Dataset records -

========

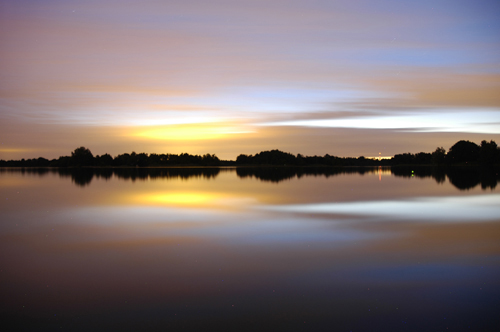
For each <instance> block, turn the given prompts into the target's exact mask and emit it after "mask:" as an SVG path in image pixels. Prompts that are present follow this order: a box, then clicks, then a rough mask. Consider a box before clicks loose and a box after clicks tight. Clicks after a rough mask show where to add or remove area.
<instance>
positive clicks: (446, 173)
mask: <svg viewBox="0 0 500 332" xmlns="http://www.w3.org/2000/svg"><path fill="white" fill-rule="evenodd" d="M234 171H236V174H237V176H238V177H240V178H242V179H245V178H255V179H258V180H261V181H268V182H273V183H279V182H282V181H286V180H291V179H294V178H298V179H300V178H301V177H304V176H322V177H325V178H329V177H332V176H339V175H346V174H360V175H364V174H374V173H377V174H378V175H379V181H381V180H382V175H383V174H384V175H387V174H392V175H394V176H397V177H403V178H412V177H415V178H422V179H424V178H431V179H434V180H435V181H436V182H437V183H439V184H441V183H444V182H445V181H446V179H448V181H450V183H451V184H453V185H454V186H455V187H456V188H458V189H460V190H469V189H472V188H474V187H476V186H478V185H480V186H481V188H482V189H494V188H495V187H496V185H497V183H498V181H500V171H499V170H498V169H496V168H491V167H490V168H484V167H448V168H442V167H422V166H420V167H419V166H412V167H404V166H397V167H392V168H391V167H378V168H376V167H340V168H335V167H238V168H217V167H215V168H0V173H2V172H3V173H8V172H19V173H21V174H36V175H40V176H44V175H47V174H58V175H59V176H61V177H70V178H71V179H72V181H73V183H74V184H75V185H77V186H80V187H85V186H87V185H89V184H90V183H91V182H92V179H94V178H96V179H99V178H102V179H105V180H109V179H111V178H112V177H113V176H116V177H117V178H119V179H124V180H131V181H136V180H148V179H150V180H152V179H179V178H180V179H185V180H187V179H191V178H203V179H214V178H216V177H217V176H218V175H219V173H220V172H234Z"/></svg>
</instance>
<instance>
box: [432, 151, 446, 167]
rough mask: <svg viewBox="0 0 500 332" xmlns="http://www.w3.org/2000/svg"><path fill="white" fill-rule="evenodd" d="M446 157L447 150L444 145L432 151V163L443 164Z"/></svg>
mask: <svg viewBox="0 0 500 332" xmlns="http://www.w3.org/2000/svg"><path fill="white" fill-rule="evenodd" d="M445 157H446V150H445V149H443V147H438V148H436V151H434V152H433V153H432V163H433V164H437V165H441V164H443V163H444V161H445Z"/></svg>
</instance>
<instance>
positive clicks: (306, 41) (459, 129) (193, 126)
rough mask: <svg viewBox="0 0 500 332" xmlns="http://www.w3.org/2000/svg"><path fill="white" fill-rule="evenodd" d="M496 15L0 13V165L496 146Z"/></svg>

========

ABOUT THIS EXERCISE - Return all the records exactly, excluding images.

RESPONSE BOX -
For each <instance> block, turn the given prompts into the target's exact mask and emit it after "mask:" as an SVG path in image pixels. Prompts that are present follow this order: a box, then clicks, then a rough mask. Consider a box before clicks loose and a box after clicks tight. Clicks after a rough mask show where to add or remove area.
<instance>
positive clicks: (446, 173)
mask: <svg viewBox="0 0 500 332" xmlns="http://www.w3.org/2000/svg"><path fill="white" fill-rule="evenodd" d="M234 171H236V174H237V176H238V177H240V178H242V179H245V178H255V179H258V180H261V181H268V182H273V183H279V182H282V181H286V180H291V179H294V178H298V179H300V178H301V177H304V176H322V177H325V178H329V177H332V176H339V175H346V174H360V175H364V174H374V173H377V174H378V175H379V181H381V180H382V175H383V174H384V175H387V174H392V175H394V176H397V177H403V178H412V177H415V178H422V179H424V178H431V179H434V180H435V181H436V182H437V183H439V184H441V183H444V182H445V181H446V179H448V181H450V183H451V184H453V185H454V186H455V187H456V188H458V189H460V190H469V189H472V188H474V187H476V186H478V185H480V186H481V188H482V189H494V188H495V187H496V185H497V183H498V181H500V171H499V170H498V169H496V168H491V167H490V168H484V167H448V168H442V167H422V166H420V167H419V166H412V167H404V166H397V167H392V168H391V167H378V168H376V167H340V168H335V167H238V168H217V167H215V168H0V173H2V172H3V173H8V172H19V173H21V174H36V175H40V176H44V175H47V174H58V175H59V176H61V177H70V178H71V179H72V181H73V183H74V184H75V185H77V186H80V187H85V186H87V185H89V184H90V183H91V182H92V179H94V178H96V179H99V178H102V179H105V180H109V179H111V178H112V177H113V176H116V177H117V178H119V179H124V180H131V181H136V180H148V179H150V180H152V179H179V178H180V179H185V180H187V179H191V178H203V179H214V178H216V177H217V176H218V175H219V173H220V172H234Z"/></svg>
</instance>
<instance>
box: [432, 151, 446, 167]
rough mask: <svg viewBox="0 0 500 332" xmlns="http://www.w3.org/2000/svg"><path fill="white" fill-rule="evenodd" d="M446 157L447 150L444 145L432 151V163L443 164Z"/></svg>
mask: <svg viewBox="0 0 500 332" xmlns="http://www.w3.org/2000/svg"><path fill="white" fill-rule="evenodd" d="M445 157H446V150H445V149H443V147H438V148H436V151H434V152H433V153H432V163H433V164H437V165H441V164H443V163H444V161H445Z"/></svg>
</instance>
<instance>
positive clicks: (306, 41) (459, 129) (193, 126)
rough mask: <svg viewBox="0 0 500 332" xmlns="http://www.w3.org/2000/svg"><path fill="white" fill-rule="evenodd" d="M496 15L0 13V165L496 146Z"/></svg>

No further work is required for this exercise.